Extracted records:

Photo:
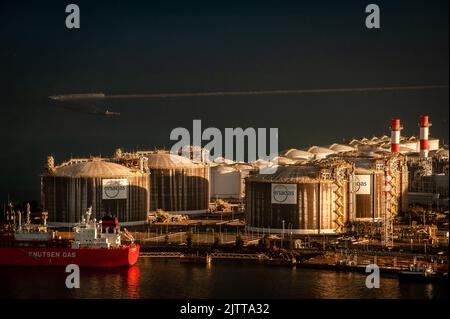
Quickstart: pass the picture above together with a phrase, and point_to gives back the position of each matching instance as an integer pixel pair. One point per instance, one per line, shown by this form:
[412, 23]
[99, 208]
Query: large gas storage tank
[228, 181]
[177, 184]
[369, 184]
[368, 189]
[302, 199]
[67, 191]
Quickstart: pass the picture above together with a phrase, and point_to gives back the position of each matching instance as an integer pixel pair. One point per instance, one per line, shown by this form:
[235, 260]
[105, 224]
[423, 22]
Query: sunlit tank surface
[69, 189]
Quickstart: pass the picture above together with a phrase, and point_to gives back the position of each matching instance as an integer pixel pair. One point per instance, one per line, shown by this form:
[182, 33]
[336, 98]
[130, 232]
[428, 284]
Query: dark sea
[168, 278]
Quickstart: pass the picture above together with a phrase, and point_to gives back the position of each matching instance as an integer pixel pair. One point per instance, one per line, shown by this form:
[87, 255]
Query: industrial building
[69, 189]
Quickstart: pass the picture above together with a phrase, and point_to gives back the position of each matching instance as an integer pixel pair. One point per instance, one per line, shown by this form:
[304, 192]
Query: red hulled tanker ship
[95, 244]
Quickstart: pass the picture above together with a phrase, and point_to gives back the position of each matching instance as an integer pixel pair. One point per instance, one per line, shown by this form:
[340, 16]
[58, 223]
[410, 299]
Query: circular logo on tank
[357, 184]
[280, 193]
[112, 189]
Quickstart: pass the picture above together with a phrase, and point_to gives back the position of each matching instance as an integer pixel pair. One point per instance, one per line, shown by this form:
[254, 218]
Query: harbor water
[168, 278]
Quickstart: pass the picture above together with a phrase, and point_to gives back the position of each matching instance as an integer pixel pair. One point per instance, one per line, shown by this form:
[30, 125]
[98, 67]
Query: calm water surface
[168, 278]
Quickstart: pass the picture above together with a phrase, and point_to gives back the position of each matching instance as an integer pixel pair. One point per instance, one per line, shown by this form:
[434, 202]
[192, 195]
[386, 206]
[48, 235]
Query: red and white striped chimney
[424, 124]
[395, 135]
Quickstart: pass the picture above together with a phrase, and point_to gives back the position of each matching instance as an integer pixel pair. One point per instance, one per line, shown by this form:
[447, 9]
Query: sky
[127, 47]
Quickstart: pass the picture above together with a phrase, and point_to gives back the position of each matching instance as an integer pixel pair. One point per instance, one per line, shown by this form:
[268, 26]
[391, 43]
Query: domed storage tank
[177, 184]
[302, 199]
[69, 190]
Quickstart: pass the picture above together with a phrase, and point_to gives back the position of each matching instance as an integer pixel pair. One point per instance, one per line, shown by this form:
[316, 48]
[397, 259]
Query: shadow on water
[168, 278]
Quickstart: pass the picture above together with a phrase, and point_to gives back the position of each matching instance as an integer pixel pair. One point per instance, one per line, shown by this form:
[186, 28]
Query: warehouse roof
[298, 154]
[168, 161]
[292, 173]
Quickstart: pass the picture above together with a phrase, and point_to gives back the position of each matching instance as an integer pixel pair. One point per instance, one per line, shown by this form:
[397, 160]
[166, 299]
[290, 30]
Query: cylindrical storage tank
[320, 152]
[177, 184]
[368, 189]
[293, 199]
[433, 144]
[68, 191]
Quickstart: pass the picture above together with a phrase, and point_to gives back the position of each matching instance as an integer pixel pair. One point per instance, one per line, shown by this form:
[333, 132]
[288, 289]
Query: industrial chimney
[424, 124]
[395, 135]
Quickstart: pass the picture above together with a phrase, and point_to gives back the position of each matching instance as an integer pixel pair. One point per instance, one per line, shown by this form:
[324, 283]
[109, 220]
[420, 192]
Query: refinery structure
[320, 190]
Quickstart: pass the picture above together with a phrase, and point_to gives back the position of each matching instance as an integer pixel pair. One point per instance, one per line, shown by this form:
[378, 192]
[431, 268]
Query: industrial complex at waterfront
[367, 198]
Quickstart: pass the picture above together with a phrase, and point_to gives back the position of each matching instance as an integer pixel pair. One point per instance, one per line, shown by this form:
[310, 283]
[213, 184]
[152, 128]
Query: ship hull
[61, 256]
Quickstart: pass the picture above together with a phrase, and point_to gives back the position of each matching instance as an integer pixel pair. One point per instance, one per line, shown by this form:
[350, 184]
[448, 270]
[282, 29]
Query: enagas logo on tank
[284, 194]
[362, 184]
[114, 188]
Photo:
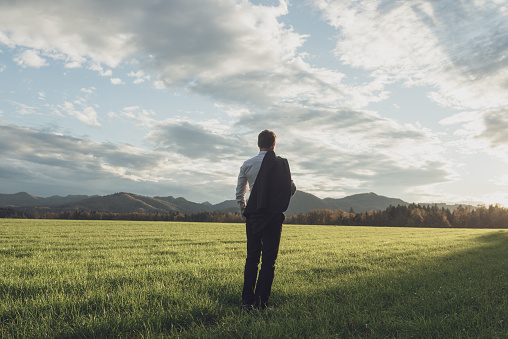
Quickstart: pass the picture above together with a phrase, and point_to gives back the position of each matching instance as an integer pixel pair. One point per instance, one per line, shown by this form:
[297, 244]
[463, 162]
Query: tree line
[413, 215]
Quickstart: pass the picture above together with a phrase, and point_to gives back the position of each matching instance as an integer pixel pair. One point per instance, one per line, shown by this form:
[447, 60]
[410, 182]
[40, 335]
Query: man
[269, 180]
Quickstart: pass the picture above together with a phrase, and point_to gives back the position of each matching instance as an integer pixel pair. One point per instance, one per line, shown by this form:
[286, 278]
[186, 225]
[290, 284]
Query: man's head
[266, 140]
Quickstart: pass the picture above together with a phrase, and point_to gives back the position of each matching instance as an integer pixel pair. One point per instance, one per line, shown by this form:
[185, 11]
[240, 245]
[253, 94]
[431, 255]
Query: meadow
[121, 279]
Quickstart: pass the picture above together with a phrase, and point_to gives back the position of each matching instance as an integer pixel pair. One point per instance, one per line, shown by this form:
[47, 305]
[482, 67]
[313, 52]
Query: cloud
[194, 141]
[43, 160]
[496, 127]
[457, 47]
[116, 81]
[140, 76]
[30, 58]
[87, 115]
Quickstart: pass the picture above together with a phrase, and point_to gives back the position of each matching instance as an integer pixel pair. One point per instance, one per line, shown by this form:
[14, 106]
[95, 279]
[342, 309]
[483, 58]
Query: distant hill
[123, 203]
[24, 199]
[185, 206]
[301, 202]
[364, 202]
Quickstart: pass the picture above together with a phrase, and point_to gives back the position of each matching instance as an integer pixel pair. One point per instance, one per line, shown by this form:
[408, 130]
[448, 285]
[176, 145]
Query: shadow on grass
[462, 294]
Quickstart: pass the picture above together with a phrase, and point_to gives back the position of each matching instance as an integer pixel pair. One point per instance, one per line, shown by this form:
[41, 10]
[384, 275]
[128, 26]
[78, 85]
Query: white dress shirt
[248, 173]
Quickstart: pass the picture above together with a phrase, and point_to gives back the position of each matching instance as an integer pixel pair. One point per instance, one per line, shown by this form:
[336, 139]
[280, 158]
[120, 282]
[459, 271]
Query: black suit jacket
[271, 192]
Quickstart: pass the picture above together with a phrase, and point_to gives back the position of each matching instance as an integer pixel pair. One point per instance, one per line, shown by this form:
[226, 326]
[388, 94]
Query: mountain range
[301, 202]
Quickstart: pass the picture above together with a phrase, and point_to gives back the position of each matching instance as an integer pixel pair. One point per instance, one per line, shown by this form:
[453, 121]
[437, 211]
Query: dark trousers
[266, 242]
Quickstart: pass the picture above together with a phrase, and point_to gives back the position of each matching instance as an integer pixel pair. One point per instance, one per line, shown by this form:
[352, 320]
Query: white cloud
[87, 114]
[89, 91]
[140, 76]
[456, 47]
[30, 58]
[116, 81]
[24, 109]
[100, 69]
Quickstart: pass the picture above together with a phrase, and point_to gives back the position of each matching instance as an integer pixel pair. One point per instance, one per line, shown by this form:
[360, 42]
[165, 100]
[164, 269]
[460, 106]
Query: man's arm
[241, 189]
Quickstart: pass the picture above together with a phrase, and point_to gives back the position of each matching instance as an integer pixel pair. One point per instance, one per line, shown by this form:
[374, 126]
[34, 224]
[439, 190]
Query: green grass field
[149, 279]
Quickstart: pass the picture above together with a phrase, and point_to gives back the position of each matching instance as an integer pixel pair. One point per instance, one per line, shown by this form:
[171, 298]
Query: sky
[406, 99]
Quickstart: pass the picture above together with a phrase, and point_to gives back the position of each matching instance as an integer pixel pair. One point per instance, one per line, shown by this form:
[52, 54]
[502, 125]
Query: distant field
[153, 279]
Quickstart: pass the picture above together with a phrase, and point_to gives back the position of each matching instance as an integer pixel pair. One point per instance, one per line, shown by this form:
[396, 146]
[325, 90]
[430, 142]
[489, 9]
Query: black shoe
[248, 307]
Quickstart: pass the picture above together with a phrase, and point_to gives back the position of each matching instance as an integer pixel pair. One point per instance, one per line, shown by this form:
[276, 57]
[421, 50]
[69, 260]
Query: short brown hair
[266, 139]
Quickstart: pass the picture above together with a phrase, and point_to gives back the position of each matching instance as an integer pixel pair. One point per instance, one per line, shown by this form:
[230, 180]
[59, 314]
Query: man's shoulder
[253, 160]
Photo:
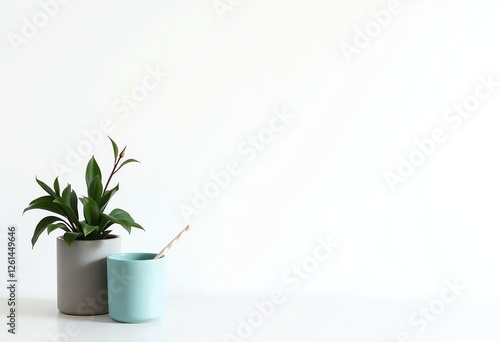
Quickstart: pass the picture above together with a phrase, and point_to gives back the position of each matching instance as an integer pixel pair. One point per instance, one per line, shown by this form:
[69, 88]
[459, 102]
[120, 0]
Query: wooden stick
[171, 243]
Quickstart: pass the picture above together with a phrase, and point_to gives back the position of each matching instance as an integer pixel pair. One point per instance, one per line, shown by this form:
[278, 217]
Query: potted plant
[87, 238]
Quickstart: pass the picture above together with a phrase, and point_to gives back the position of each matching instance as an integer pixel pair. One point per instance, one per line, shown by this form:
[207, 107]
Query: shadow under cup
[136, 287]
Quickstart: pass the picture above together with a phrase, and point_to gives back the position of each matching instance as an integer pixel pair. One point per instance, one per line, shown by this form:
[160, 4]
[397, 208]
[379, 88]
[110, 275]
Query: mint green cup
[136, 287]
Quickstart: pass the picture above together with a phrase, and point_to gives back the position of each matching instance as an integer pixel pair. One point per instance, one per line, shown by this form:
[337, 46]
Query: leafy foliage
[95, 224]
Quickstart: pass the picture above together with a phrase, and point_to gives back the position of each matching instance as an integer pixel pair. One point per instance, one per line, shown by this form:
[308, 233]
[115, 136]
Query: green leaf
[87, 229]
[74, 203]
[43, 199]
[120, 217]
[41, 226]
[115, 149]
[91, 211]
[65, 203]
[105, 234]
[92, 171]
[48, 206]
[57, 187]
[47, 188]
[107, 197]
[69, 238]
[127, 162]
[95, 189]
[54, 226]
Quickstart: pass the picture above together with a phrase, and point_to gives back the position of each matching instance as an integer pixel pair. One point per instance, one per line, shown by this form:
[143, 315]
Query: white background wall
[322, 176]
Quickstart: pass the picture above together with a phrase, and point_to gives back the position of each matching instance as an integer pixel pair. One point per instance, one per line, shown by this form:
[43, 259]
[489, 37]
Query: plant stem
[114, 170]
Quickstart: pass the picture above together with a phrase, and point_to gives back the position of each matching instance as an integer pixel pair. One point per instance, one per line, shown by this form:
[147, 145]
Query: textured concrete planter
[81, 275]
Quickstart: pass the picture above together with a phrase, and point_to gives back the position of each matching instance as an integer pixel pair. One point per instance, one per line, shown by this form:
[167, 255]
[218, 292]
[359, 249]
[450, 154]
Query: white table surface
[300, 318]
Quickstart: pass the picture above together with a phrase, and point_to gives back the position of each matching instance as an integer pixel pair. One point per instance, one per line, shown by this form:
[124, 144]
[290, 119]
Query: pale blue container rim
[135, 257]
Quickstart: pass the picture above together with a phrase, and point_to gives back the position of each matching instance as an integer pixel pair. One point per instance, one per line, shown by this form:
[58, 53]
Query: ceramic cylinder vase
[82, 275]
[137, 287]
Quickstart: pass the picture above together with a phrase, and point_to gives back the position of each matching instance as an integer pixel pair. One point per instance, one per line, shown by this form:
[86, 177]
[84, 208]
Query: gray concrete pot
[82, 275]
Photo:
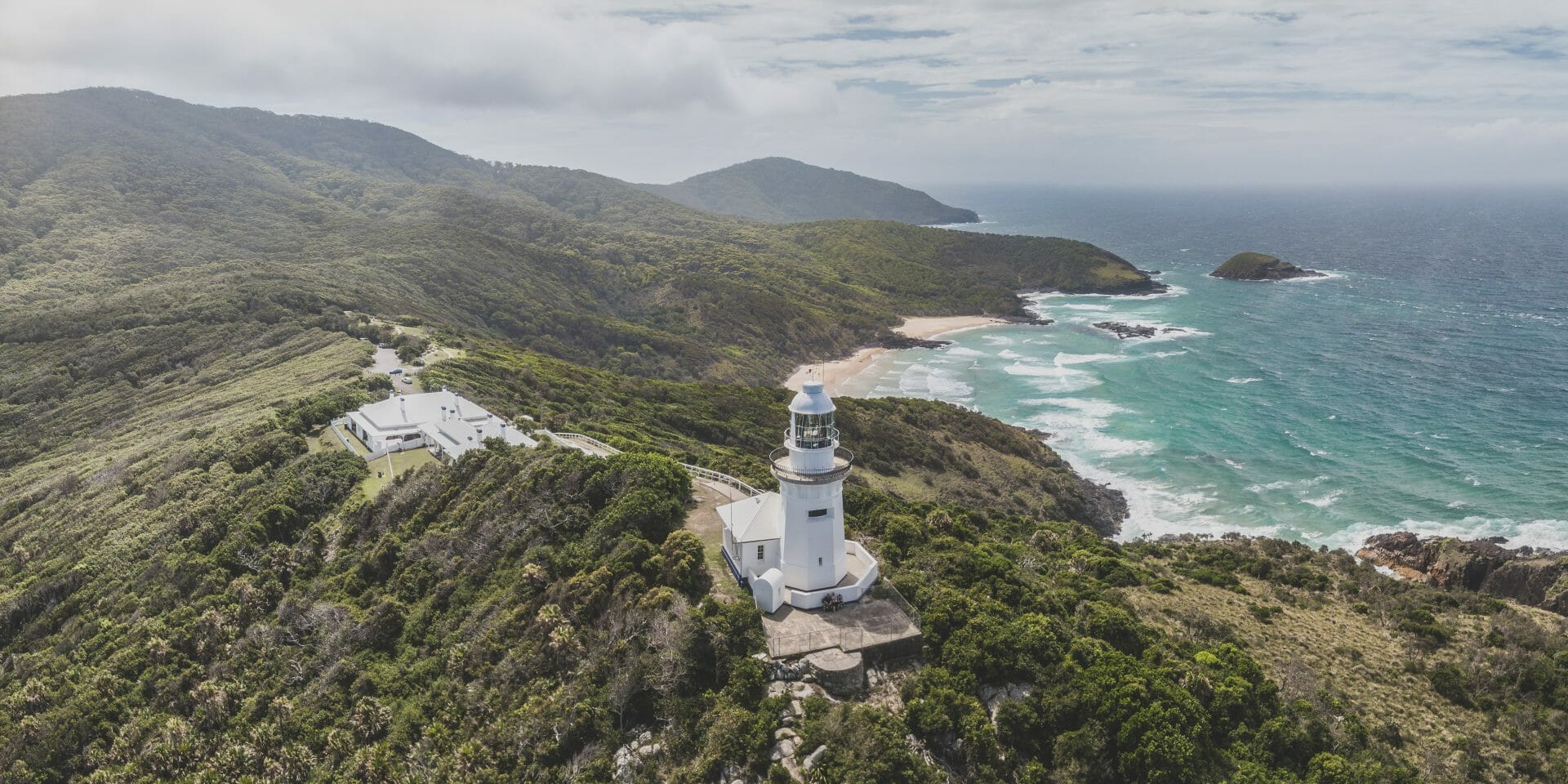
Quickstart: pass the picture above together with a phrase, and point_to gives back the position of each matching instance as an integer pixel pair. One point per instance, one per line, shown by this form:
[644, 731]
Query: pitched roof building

What needs to be done: Count the lines in the rows above that contain the string "industrial". Reply with the number only.

Full answer: 3